Séquence 4 (Les Fleurs du Mal : Baudelaire et le "culte des images")

Cours destinés aux élèves de 1ES2 et de 1S1 du lycée Charles Deulin.

mardi, mars 28, 2006

Texte 1 : "DON JUAN AUX ENFERS", p. 70


Eugène DELACROIX. Charenton-Saint-Maurice (Val-de-Marne), 1798 - Paris, 1863.
Le Naufrage de Don Juan, présenté au Salon de 1841.
Huile sur toile. H. : 1,35 m. ; L. : 1,96 m. Le thème de la barque perdue au milieu des flots inspira Delacroix tout au long de sa carrière. Il en donne ici une interprétation, tirée de Byron, particulièrement morbide : Don Juan et ses compagnons, manquant de nourriture, tirent au sort celui d'entre eux qui sera sacrifié.
Une première version du poème de Baudelaire paraît en 1846, soit cinq ans après le tableau de Delacroix. Le lien entre les deux oeuvres est évident. Mais Delacroix s'inspire lui-même du célèbre poète anglais Lord Byron, et, derrière ces influences contemporaines de Baudelaire, il ne faut pas oublier le Dom Juan de Molière, qui donne à Baudelaire sa galerie de personnages : Elvire, Dom Louis, Sganarelle, et la statue du commandeur (le "grand homme de pierre" à la fin du poème)... Sans compter la référence aux descentes aux enfers de Virgile dans L'Enéide (Antiquité latine), ou de Dante dans la Divine comédie (Renaissance italienne)... Et la liste pourrait encore s'allonger. Autrement dit, nous avons affaire à un poème qu'il est impossible de comprendre sans un minimum de références culturelles.

LISTE DES ITEMS:

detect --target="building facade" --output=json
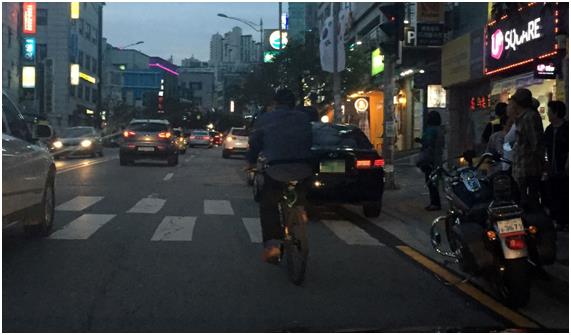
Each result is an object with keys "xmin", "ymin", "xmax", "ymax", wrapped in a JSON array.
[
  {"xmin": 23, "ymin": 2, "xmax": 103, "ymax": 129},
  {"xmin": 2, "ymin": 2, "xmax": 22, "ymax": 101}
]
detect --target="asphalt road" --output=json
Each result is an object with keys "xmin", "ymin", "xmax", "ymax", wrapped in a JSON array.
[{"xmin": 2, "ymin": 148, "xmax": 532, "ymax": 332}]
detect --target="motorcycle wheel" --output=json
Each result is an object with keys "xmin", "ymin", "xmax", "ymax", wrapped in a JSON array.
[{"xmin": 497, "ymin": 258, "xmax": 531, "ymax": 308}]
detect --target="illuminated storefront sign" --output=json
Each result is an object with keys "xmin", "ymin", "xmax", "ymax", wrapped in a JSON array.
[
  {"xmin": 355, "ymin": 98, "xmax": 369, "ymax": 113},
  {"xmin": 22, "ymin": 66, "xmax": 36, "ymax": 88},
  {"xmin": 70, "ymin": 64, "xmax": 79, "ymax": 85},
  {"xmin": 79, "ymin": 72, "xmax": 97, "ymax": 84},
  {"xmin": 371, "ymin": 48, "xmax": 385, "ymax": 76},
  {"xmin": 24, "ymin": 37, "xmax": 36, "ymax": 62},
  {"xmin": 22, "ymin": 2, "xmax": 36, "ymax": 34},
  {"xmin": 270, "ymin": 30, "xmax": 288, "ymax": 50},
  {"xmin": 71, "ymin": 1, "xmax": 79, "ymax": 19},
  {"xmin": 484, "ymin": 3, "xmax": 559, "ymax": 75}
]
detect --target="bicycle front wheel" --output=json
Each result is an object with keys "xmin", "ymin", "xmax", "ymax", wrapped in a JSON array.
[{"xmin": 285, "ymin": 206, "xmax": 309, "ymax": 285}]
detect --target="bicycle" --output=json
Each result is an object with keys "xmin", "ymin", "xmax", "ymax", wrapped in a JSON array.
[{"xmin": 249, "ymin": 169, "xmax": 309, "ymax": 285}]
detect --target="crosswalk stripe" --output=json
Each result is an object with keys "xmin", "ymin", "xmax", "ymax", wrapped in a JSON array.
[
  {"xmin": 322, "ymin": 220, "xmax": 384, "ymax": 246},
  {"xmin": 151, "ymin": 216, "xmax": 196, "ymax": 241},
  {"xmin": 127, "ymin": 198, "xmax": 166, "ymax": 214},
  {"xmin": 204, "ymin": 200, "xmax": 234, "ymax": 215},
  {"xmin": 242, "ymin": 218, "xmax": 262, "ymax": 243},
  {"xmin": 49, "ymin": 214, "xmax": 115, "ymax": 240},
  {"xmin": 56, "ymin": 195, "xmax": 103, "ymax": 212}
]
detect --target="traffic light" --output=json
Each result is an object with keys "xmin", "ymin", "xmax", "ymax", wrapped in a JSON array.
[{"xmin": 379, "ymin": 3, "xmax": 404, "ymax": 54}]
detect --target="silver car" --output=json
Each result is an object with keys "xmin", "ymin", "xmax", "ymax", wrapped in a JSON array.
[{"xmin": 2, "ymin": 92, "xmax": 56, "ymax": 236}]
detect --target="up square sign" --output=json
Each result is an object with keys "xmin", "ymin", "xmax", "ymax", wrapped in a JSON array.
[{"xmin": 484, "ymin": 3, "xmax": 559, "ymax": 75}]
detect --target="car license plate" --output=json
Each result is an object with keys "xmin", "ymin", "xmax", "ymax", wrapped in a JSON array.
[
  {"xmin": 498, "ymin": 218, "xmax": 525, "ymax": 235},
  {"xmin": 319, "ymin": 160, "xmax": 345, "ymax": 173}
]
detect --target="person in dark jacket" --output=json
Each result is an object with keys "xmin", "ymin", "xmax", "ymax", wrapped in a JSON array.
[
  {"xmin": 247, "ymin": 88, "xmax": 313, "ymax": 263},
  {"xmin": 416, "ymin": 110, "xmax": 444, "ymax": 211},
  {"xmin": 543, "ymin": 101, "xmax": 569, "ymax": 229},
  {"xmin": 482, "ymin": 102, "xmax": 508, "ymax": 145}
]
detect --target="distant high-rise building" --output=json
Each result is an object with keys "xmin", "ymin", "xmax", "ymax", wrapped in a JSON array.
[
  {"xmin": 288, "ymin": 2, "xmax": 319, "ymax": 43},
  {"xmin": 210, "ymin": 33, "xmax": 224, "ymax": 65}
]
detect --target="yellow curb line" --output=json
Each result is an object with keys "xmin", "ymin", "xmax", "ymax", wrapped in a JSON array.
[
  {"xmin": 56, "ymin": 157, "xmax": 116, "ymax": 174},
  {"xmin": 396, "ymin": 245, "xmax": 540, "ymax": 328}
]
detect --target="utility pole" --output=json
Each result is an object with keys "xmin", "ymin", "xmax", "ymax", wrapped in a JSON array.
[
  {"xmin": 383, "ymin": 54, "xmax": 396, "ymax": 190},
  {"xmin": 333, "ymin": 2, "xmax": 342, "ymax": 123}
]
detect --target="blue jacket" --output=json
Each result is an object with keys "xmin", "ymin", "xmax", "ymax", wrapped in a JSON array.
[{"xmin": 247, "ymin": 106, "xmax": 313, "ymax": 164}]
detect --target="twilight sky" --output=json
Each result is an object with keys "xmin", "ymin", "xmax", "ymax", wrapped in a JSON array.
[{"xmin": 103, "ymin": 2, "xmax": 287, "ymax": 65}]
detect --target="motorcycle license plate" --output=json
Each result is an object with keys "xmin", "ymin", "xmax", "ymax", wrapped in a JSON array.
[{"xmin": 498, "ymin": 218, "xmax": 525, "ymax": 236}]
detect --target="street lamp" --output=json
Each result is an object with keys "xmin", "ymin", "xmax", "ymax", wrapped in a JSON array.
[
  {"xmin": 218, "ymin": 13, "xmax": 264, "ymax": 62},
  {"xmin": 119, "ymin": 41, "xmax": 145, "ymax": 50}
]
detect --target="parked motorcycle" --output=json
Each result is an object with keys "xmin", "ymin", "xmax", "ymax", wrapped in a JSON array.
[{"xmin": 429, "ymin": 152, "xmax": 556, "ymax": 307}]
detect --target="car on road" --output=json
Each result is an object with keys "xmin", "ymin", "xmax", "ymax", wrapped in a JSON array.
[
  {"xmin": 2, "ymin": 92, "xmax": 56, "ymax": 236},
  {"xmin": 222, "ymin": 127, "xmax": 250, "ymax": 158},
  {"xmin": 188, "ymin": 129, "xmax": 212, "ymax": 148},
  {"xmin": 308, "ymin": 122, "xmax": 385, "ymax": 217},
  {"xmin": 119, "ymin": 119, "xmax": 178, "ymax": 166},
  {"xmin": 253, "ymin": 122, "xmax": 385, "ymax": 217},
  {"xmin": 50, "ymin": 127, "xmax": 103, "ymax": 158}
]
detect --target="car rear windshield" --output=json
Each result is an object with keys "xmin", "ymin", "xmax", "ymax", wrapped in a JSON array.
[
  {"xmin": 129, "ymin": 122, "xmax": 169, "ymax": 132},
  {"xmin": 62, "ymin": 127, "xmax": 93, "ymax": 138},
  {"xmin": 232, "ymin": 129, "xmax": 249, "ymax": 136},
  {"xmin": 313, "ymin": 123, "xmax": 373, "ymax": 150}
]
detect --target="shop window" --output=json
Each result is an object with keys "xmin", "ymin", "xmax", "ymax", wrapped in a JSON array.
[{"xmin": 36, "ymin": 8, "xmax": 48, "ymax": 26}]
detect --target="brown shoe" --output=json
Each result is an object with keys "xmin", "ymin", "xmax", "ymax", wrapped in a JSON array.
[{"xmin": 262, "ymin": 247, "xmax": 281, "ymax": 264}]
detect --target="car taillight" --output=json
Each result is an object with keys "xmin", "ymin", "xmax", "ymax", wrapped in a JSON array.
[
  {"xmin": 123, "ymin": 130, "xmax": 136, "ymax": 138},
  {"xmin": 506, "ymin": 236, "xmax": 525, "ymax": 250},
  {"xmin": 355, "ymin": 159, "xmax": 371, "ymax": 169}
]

À FAIRE:
- a) Réécrivez plus brièvement le paragraphe de l'extrait fourni qui commence par « Une première version du poème », en gardant ses faits principaux.
- b) Modifiez le passage de l'extrait fourni qui débute aux mots « Le Naufrage de » et s'arrête après « qui sera sacrifié. » : remplacez « flots » par « vagues ».

CORRIGÉ DES EXERCICES:
- a) Une première version du poème de Baudelaire paraît en 1846, cinq ans après le tableau de Delacroix, auquel elle est clairement liée. Delacroix s'inspire lui-même de Lord Byron. Baudelaire emprunte aussi au Dom Juan de Molière ses personnages : Elvire, Dom Louis, Sganarelle et la statue du commandeur. Il fait également référence aux descentes aux enfers de Virgile dans L'Enéide et de Dante dans la Divine comédie. Le poème ne peut donc se comprendre sans un minimum de références culturelles.

- b)
Le Naufrage de Don Juan, présenté au Salon de 1841.
Huile sur toile. H. : 1,35 m. ; L. : 1,96 m. Le thème de la barque perdue au milieu des vagues inspira Delacroix tout au long de sa carrière. Il en donne ici une interprétation, tirée de Byron, particulièrement morbide : Don Juan et ses compagnons, manquant de nourriture, tirent au sort celui d'entre eux qui sera sacrifié.